Stated problem »
Write out all of the records below line for line, changing nothing.

Object outline annotations »
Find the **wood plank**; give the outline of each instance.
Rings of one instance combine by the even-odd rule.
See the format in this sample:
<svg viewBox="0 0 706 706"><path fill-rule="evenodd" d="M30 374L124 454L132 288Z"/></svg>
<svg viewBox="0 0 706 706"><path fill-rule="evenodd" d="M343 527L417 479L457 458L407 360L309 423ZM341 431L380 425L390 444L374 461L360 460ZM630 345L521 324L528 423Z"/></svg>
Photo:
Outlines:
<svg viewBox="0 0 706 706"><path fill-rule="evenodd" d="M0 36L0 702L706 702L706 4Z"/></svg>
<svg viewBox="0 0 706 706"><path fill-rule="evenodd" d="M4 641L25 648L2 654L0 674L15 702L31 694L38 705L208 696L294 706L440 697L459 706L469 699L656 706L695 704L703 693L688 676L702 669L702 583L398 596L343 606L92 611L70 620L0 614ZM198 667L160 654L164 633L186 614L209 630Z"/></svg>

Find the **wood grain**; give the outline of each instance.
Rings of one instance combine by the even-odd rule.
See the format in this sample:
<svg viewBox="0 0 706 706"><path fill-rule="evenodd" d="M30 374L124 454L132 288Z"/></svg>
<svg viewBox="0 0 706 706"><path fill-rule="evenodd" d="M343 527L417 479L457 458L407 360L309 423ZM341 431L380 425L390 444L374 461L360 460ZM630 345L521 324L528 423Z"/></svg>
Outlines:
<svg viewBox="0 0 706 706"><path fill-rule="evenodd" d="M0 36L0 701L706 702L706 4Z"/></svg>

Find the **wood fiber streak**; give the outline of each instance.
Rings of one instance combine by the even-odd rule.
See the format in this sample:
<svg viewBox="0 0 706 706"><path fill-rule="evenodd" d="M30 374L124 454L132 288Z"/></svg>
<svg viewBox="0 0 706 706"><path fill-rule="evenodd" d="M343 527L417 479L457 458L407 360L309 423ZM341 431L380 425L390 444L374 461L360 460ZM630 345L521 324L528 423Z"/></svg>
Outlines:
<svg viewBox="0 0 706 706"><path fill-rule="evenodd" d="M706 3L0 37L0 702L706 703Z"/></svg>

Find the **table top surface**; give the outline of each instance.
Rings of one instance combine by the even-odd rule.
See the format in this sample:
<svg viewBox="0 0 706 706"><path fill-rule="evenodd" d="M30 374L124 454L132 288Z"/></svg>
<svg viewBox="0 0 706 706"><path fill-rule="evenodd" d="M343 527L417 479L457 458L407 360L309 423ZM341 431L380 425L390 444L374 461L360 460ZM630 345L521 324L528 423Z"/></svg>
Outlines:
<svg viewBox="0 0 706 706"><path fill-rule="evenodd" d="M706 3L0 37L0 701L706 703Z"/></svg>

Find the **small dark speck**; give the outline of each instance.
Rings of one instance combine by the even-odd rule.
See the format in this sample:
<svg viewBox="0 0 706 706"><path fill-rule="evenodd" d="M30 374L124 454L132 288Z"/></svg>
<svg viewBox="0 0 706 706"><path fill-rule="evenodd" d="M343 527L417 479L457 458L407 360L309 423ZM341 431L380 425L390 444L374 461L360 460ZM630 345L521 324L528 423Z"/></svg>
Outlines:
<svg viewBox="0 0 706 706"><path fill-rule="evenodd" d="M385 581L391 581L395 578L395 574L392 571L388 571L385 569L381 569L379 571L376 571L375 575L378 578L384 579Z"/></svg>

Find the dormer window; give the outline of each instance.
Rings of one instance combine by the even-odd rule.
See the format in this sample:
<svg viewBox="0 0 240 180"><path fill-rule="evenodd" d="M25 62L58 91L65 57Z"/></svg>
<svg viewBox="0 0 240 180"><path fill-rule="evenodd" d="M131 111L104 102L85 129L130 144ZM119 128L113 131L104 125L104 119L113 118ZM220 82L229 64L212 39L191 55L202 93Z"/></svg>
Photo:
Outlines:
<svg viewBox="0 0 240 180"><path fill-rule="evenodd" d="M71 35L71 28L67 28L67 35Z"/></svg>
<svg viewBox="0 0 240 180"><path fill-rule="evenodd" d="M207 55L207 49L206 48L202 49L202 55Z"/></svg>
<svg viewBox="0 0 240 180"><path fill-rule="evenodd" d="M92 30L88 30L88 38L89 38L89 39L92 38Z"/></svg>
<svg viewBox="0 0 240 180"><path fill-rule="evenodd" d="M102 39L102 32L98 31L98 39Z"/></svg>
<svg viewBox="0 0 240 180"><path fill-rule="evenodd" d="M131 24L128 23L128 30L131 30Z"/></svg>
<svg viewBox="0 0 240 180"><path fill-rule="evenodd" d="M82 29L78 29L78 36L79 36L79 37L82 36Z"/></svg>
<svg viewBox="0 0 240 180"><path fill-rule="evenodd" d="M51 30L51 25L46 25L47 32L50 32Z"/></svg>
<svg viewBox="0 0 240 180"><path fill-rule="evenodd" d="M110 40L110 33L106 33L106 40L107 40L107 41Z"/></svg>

Exercise response »
Find the **wood plank**; give the outline of each instance.
Rings of one instance combine by the even-odd rule.
See the format in this sample:
<svg viewBox="0 0 706 706"><path fill-rule="evenodd" d="M30 374L124 454L132 288Z"/></svg>
<svg viewBox="0 0 706 706"><path fill-rule="evenodd" d="M343 527L417 479L457 458L407 360L309 423ZM341 431L380 425L390 444L374 461L360 460ZM630 345L521 324L528 423Z"/></svg>
Photo:
Outlines:
<svg viewBox="0 0 706 706"><path fill-rule="evenodd" d="M0 36L0 702L706 702L706 4Z"/></svg>
<svg viewBox="0 0 706 706"><path fill-rule="evenodd" d="M4 641L25 648L2 654L0 674L15 702L31 694L38 705L208 696L294 706L440 697L459 706L469 699L656 706L695 704L703 693L688 676L702 669L702 583L398 596L343 606L92 611L70 620L0 614ZM198 667L160 654L164 633L186 614L209 630Z"/></svg>

Find the **wood grain**; give the outline of each instance.
Rings of one instance combine by the even-odd rule.
See the format in this sample:
<svg viewBox="0 0 706 706"><path fill-rule="evenodd" d="M30 374L124 454L132 288Z"/></svg>
<svg viewBox="0 0 706 706"><path fill-rule="evenodd" d="M343 527L417 479L457 458L407 360L309 423ZM341 431L380 425L390 444L374 461L360 460ZM630 345L521 324L528 423Z"/></svg>
Outlines:
<svg viewBox="0 0 706 706"><path fill-rule="evenodd" d="M0 36L0 701L706 702L706 4Z"/></svg>

Find the **wood fiber streak**; give the outline of each instance.
Rings of one instance combine by the even-odd rule.
See the format in this sample:
<svg viewBox="0 0 706 706"><path fill-rule="evenodd" d="M30 374L124 454L132 288Z"/></svg>
<svg viewBox="0 0 706 706"><path fill-rule="evenodd" d="M343 527L417 479L457 458L407 360L309 423ZM341 431L380 425L390 444L374 461L360 460ZM630 345L521 324L528 423Z"/></svg>
Outlines:
<svg viewBox="0 0 706 706"><path fill-rule="evenodd" d="M706 3L0 37L0 702L706 703Z"/></svg>

Find the **table top surface**; give the outline of each instance.
Rings of one instance combine by the even-odd rule.
See the format in this sample:
<svg viewBox="0 0 706 706"><path fill-rule="evenodd" d="M30 374L124 454L132 288Z"/></svg>
<svg viewBox="0 0 706 706"><path fill-rule="evenodd" d="M343 527L417 479L457 458L407 360L309 423ZM341 431L380 425L390 444L374 461L360 460ZM630 345L521 324L528 423Z"/></svg>
Outlines:
<svg viewBox="0 0 706 706"><path fill-rule="evenodd" d="M706 3L0 37L0 701L706 703Z"/></svg>

Find the **small dark speck**; give the outline of each instance.
Rings of one instance combine by the even-odd rule.
See the format in this sample:
<svg viewBox="0 0 706 706"><path fill-rule="evenodd" d="M30 374L124 454L132 288Z"/></svg>
<svg viewBox="0 0 706 706"><path fill-rule="evenodd" d="M343 527L417 479L457 458L407 360L309 423ZM341 431L380 425L390 444L374 461L360 460ZM630 345L521 324L528 423Z"/></svg>
Outlines:
<svg viewBox="0 0 706 706"><path fill-rule="evenodd" d="M385 581L391 581L395 578L395 574L392 571L388 571L385 569L381 569L379 571L376 571L375 575L378 578L384 579Z"/></svg>

Find the dormer window; give the outline of each instance.
Rings of one instance combine by the even-odd rule.
See the format in this sample:
<svg viewBox="0 0 240 180"><path fill-rule="evenodd" d="M25 62L58 91L65 57Z"/></svg>
<svg viewBox="0 0 240 180"><path fill-rule="evenodd" d="M131 111L104 102L85 129L130 144ZM119 128L113 131L104 125L104 119L113 118ZM220 82L229 64L212 39L191 55L202 93Z"/></svg>
Photo:
Outlines:
<svg viewBox="0 0 240 180"><path fill-rule="evenodd" d="M71 35L71 28L67 28L67 35Z"/></svg>
<svg viewBox="0 0 240 180"><path fill-rule="evenodd" d="M207 55L207 49L206 48L202 49L202 55Z"/></svg>
<svg viewBox="0 0 240 180"><path fill-rule="evenodd" d="M92 30L88 30L88 38L89 38L89 39L92 38Z"/></svg>
<svg viewBox="0 0 240 180"><path fill-rule="evenodd" d="M102 39L102 32L98 31L98 39Z"/></svg>
<svg viewBox="0 0 240 180"><path fill-rule="evenodd" d="M131 24L128 23L128 30L131 30Z"/></svg>
<svg viewBox="0 0 240 180"><path fill-rule="evenodd" d="M82 29L78 29L78 36L79 36L79 37L82 36Z"/></svg>
<svg viewBox="0 0 240 180"><path fill-rule="evenodd" d="M51 30L51 25L46 25L47 32L50 32Z"/></svg>
<svg viewBox="0 0 240 180"><path fill-rule="evenodd" d="M110 40L110 33L106 33L106 40L107 40L107 41Z"/></svg>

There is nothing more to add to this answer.